• **EXERCISE**
Please return all lines in the listing holding the word "that".

[ENTRIES SUPPLIED Boundary: Start]

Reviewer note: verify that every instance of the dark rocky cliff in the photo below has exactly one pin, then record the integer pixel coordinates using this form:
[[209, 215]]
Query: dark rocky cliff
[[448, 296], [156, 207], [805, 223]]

[ENTRIES SUPPLIED Boundary: End]
[ENTRIES SUPPLIED Boundary: Start]

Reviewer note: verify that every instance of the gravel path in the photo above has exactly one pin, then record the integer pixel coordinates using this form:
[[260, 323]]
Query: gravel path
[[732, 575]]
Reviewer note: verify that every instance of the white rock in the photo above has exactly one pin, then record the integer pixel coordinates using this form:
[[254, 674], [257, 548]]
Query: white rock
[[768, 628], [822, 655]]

[ENTRIES SUPPLIED Boundary: End]

• **ANSWER BOX**
Reviewer note: verify that every instance of the dark rocky cliff in the photo below has exactly one pin, then record the integer pixel coordinates using this form:
Reviewer note: verify that every instance of the gravel path in the photo above has exactly one pin, then record the integer pixel coordinates using this form:
Reviewer note: verify that every instance of the white rock in the photo above has exactly one pin, then record the integer pixel coordinates using this form:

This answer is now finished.